Task description:
Find the line containing "of the gray", then output it and every line after it through the end of the listing below, exactly as written.

* begin *

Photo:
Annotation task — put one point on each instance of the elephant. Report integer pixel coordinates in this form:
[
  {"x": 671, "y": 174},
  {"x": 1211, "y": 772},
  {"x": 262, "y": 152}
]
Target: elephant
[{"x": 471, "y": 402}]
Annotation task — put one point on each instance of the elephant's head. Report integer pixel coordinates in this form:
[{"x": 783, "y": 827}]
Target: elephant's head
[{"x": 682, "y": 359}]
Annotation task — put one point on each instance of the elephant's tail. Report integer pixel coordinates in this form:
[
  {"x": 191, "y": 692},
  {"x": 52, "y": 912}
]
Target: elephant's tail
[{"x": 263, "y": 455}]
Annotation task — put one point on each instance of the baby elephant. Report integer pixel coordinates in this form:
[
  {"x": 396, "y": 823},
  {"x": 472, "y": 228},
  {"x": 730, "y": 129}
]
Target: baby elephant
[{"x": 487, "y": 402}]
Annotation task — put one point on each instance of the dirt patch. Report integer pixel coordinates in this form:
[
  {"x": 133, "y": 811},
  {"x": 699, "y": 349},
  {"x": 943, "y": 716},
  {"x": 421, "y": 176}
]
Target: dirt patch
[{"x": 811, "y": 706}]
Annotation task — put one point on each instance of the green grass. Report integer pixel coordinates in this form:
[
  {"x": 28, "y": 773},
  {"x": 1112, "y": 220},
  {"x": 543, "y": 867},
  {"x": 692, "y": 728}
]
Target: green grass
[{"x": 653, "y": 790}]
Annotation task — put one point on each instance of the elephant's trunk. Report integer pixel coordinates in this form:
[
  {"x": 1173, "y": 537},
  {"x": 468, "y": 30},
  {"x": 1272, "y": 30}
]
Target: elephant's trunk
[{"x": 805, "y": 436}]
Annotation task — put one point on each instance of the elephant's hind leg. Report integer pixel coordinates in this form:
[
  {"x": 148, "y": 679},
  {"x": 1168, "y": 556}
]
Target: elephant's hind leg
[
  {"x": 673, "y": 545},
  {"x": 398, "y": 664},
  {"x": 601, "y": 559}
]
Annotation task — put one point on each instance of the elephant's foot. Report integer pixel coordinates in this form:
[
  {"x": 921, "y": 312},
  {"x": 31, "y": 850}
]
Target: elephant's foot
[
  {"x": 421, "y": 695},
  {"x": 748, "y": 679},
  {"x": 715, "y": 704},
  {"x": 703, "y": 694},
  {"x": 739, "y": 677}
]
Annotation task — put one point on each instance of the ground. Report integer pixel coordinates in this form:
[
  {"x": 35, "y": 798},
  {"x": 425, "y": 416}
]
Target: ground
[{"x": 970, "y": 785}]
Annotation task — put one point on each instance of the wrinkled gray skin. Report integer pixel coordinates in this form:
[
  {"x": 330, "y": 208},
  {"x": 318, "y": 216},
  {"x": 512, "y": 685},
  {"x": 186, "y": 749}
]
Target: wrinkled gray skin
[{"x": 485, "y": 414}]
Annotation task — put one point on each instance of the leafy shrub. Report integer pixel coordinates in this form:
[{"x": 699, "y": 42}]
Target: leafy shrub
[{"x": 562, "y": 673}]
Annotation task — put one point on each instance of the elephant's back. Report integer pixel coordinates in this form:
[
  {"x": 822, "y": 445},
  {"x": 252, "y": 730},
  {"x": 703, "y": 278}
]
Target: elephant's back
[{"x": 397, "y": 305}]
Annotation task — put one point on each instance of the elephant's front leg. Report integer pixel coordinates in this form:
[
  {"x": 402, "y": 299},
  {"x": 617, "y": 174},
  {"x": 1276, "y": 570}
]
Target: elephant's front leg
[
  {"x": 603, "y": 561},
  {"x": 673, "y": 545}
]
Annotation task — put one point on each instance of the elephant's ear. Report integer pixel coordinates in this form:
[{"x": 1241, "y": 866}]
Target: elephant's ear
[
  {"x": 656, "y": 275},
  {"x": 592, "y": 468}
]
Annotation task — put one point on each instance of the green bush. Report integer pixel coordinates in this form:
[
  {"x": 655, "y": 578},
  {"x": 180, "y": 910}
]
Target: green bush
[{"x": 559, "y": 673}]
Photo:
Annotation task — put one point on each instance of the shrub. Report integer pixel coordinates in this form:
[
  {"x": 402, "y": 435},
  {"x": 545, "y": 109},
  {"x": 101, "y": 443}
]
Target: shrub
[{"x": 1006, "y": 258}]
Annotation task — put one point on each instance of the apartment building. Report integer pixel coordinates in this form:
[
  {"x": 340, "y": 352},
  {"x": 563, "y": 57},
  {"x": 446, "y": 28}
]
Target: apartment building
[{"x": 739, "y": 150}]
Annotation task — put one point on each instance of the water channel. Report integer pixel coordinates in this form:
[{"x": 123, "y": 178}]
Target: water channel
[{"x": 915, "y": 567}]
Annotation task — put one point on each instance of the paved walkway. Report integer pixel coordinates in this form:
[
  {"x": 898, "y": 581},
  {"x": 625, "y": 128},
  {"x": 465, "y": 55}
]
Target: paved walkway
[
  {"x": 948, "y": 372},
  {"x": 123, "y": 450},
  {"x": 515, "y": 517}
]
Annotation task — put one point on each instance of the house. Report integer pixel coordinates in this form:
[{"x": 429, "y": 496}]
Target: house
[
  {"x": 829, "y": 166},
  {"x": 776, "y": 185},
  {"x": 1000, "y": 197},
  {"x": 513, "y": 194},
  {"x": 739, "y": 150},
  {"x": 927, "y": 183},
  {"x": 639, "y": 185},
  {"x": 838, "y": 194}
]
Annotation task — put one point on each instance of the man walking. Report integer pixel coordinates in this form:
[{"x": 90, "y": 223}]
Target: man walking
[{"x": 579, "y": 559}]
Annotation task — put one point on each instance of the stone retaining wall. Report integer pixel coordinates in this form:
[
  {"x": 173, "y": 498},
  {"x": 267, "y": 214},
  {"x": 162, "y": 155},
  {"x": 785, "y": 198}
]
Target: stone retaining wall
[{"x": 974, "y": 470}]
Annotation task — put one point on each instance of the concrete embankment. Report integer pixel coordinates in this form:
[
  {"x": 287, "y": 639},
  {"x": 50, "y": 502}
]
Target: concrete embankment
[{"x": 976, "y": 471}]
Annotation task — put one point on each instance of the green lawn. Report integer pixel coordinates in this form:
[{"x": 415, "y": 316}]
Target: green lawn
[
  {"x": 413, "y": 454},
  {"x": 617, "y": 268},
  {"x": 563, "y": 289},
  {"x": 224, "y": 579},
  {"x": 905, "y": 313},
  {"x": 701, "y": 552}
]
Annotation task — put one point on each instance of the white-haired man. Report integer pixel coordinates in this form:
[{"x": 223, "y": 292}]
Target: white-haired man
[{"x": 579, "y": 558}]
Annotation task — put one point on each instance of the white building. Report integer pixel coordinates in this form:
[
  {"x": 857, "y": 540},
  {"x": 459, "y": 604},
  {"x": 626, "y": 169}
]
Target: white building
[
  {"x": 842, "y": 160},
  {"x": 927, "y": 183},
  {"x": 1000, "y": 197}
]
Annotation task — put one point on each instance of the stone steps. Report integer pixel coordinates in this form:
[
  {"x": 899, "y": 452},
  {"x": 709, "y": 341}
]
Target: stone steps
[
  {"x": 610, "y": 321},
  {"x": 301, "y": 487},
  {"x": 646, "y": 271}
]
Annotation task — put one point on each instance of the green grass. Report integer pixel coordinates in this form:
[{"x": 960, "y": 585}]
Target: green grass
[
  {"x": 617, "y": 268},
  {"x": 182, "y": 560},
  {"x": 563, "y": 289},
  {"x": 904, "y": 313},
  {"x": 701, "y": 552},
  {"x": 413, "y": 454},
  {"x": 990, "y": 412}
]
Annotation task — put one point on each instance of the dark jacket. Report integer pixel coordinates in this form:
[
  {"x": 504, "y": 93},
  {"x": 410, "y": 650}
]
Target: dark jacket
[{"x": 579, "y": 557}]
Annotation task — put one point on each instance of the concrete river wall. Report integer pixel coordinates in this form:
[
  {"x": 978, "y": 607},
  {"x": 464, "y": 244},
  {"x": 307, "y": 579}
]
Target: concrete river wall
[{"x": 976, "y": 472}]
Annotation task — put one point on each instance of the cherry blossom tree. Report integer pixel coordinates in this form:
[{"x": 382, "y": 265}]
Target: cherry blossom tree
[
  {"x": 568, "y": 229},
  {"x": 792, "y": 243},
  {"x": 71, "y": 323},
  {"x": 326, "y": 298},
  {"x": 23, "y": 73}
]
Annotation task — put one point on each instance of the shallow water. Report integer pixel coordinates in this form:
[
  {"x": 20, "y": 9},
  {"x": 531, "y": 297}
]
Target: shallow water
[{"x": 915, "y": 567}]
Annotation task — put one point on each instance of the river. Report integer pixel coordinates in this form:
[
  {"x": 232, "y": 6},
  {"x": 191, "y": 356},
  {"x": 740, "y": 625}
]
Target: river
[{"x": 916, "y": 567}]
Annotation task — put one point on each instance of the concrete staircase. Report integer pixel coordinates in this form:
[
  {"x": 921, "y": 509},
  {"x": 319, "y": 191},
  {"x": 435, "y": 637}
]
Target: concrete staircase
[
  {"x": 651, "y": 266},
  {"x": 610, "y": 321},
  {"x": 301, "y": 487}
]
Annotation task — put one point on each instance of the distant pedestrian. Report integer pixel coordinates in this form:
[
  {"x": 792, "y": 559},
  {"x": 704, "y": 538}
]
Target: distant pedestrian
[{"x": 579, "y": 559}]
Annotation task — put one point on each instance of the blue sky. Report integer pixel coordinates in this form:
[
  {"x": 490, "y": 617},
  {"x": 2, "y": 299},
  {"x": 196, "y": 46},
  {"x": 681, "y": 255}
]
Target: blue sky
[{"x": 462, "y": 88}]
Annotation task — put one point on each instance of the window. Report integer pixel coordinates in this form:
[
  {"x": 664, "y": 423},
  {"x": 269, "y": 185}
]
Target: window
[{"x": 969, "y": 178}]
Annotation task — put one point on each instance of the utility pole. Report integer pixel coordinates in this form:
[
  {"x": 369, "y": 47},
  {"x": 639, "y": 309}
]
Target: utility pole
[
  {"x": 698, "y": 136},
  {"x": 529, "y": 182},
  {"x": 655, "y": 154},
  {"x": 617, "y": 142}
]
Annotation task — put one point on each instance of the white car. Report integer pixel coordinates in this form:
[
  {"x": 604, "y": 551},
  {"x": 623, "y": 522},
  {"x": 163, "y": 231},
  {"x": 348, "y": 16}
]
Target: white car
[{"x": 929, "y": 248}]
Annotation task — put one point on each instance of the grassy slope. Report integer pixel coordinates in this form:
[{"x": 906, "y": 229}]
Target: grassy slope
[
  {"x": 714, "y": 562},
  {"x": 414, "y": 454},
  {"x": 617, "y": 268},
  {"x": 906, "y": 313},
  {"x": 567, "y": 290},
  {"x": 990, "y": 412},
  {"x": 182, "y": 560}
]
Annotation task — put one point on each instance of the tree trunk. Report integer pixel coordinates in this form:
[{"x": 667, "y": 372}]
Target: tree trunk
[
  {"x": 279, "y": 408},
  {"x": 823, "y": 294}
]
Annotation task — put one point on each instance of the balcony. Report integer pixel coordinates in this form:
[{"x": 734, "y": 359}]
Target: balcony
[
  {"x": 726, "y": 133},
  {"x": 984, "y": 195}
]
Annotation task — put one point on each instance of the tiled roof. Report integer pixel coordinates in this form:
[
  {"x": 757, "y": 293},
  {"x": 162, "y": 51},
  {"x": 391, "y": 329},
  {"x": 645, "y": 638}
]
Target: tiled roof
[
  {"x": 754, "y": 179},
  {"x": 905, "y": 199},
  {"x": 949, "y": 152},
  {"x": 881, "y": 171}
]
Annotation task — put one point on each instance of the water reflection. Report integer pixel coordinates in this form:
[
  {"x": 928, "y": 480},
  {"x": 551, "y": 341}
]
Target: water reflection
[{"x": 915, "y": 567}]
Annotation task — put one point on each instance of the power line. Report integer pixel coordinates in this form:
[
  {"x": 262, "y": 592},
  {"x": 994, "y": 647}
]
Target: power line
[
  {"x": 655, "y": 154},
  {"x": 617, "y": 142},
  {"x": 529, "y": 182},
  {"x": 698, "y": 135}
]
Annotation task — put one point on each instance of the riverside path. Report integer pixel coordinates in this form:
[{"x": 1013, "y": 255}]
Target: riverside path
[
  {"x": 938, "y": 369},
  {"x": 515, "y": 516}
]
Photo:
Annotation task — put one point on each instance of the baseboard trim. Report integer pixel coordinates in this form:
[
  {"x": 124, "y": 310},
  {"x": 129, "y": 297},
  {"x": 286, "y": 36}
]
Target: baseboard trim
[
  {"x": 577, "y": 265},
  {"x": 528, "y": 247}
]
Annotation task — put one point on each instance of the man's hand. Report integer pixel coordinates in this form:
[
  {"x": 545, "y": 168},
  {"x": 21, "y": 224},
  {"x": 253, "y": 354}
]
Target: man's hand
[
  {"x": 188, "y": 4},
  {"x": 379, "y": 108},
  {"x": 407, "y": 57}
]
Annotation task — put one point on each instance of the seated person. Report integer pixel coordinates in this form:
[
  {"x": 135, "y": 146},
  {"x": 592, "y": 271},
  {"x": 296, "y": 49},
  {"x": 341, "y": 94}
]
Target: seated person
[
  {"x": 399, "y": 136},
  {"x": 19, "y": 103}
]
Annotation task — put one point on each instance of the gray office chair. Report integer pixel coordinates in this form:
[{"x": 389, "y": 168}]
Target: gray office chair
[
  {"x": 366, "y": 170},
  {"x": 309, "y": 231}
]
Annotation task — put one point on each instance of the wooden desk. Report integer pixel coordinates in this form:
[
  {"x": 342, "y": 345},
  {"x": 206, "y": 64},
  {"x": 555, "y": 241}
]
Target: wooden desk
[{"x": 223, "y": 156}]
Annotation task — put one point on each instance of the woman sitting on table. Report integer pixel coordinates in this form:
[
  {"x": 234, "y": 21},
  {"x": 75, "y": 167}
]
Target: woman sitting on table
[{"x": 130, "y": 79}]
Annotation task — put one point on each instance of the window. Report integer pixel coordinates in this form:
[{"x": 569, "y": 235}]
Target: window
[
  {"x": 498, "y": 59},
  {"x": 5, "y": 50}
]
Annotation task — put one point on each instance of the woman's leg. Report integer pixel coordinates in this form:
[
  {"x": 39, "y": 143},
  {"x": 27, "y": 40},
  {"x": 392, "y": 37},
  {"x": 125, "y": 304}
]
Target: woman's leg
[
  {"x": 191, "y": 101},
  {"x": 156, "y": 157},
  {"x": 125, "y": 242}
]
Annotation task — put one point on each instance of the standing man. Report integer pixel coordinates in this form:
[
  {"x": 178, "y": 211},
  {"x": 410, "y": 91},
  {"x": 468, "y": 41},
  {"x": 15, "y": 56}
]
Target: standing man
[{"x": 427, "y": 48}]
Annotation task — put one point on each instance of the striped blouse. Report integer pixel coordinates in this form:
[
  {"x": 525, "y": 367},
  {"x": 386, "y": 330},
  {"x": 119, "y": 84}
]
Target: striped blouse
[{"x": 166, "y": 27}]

* end *

Response to this task:
Annotation task — put one point on each instance of the gray office chair. Report integer pixel coordinates in this form:
[{"x": 389, "y": 168}]
Target: gray office chair
[
  {"x": 366, "y": 170},
  {"x": 309, "y": 231}
]
Annotation task — put one point on each instance of the wooden desk. Report integer pixel coordinates in this form:
[
  {"x": 342, "y": 345},
  {"x": 206, "y": 64},
  {"x": 555, "y": 241}
]
Target: wooden desk
[{"x": 223, "y": 156}]
Annotation task — put one point on each instance of the woman sitting on table. Report integer pixel coordinates in this form:
[
  {"x": 234, "y": 21},
  {"x": 75, "y": 167}
]
Target: woman sitting on table
[{"x": 130, "y": 79}]
Annotation task — put one point on each instance of the window. Report integer pixel coordinates in this form:
[{"x": 569, "y": 235}]
Target: window
[
  {"x": 498, "y": 59},
  {"x": 5, "y": 50}
]
Annotation task — put one point on each instance of the woman's leg. Report integer pixel coordinates in this form:
[
  {"x": 39, "y": 143},
  {"x": 27, "y": 40},
  {"x": 392, "y": 37},
  {"x": 125, "y": 304}
]
Target: woman's leg
[
  {"x": 191, "y": 101},
  {"x": 156, "y": 157},
  {"x": 125, "y": 242}
]
Annotation task — put one point on each instance of the standing man. Report integer pixel coordinates in this form:
[
  {"x": 178, "y": 211},
  {"x": 410, "y": 91},
  {"x": 468, "y": 41},
  {"x": 15, "y": 56}
]
Target: standing man
[{"x": 427, "y": 48}]
Annotation task — put one point on each instance of the striped blouse. Report integer pixel coordinates in this form:
[
  {"x": 525, "y": 367},
  {"x": 386, "y": 330},
  {"x": 119, "y": 84}
]
Target: striped blouse
[{"x": 166, "y": 27}]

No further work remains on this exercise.